• [Exercise description]
List each line of the items below that contains the string "positive", matching case exactly.

Stored data entries
^^^^^^^^
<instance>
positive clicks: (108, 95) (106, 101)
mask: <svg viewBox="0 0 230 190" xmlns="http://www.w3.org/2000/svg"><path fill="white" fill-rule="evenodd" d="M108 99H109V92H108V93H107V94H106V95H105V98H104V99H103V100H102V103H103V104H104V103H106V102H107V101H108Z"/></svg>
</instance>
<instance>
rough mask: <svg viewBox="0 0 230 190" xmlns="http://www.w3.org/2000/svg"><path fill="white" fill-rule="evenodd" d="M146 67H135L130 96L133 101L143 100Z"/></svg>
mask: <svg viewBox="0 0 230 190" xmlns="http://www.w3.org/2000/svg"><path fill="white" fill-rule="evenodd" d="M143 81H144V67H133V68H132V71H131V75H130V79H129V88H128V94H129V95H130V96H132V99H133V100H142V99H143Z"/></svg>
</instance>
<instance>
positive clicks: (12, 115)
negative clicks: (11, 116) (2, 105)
^^^^^^^^
• [Solution to this exercise]
positive clicks: (108, 95) (106, 101)
positive clicks: (12, 115)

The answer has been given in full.